* _STATED TASK_: Copy the items starting at the line that contains "If you could pin the train" and ending at the line that contains "column 72, row 41", substituting "engine" for every "locomotive" and leaving everything else unchanged; give only those lines.

* _ENTRIES_:

==========

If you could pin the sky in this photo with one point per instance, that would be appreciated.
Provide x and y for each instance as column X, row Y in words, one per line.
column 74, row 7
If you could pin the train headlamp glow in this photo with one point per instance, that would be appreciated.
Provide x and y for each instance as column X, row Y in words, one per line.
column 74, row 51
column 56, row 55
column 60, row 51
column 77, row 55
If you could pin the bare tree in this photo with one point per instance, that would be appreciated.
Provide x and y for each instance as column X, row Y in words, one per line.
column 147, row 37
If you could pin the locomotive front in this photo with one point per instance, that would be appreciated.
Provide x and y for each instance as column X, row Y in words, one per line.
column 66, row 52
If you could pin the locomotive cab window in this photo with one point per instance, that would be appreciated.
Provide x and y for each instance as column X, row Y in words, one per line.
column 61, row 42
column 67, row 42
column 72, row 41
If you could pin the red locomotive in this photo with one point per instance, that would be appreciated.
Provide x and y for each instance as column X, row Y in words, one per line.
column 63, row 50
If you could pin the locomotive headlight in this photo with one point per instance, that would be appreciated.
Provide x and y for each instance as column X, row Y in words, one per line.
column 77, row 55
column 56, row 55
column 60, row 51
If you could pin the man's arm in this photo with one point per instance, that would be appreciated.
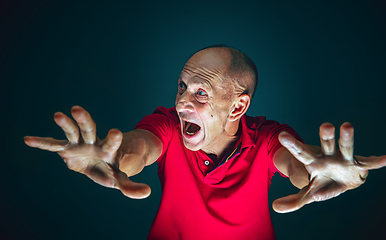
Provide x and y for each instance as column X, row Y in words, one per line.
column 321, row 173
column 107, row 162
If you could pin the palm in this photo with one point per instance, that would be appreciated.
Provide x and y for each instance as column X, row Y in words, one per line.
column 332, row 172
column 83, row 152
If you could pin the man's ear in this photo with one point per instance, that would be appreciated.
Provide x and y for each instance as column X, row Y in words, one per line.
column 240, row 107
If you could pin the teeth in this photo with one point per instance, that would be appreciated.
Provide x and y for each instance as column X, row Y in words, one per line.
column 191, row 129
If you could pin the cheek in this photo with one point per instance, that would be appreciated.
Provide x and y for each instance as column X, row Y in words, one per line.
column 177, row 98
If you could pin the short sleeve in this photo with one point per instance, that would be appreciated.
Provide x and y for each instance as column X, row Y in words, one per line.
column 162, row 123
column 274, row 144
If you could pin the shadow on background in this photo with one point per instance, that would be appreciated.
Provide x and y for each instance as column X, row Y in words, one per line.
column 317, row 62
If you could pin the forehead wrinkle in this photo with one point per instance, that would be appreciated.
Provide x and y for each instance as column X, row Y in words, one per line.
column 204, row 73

==========

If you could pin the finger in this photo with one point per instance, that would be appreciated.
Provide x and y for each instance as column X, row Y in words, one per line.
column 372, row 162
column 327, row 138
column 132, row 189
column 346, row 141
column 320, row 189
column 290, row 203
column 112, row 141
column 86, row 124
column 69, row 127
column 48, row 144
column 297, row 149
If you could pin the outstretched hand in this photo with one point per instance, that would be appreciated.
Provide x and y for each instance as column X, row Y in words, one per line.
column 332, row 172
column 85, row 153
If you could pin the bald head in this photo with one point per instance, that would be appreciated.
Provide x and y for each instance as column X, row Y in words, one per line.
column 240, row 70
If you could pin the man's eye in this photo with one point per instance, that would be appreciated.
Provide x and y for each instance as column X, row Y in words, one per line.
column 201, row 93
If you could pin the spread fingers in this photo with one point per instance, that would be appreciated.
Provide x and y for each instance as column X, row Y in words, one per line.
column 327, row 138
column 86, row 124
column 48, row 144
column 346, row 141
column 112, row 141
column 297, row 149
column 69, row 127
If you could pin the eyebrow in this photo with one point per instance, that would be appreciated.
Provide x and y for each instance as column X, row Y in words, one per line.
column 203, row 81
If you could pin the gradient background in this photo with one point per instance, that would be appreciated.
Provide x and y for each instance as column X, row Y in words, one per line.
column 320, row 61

==========

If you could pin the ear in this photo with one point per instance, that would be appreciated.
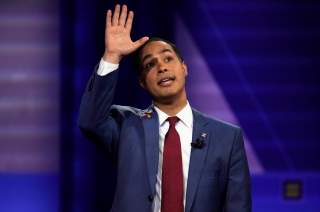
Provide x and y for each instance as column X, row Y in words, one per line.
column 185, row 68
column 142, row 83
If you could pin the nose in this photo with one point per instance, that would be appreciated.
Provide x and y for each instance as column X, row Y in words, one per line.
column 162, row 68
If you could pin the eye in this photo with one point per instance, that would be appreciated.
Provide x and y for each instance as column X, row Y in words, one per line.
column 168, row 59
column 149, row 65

==========

* _TASK ANSWER_:
If you could pin the train headlamp glow in this photo with one point per instance, that would be appreciated.
Provide x and y for each instance as column X, row Y in words, one per line.
column 74, row 51
column 56, row 55
column 60, row 51
column 77, row 55
If you could pin the bare tree in this photo with one point per instance, that would be appreciated.
Provide x and y for each instance as column X, row Y in words, one per line.
column 147, row 37
If you could pin the engine front in this photo with one point per instance, that would be appreciated.
Provide x and y for each instance as column X, row Y in words, one per line.
column 66, row 52
If you could pin the engine cab window in this photo with one point per instance, that would be appreciated.
Provide x and y for each instance as column X, row Y in words, one per line.
column 61, row 42
column 67, row 42
column 72, row 41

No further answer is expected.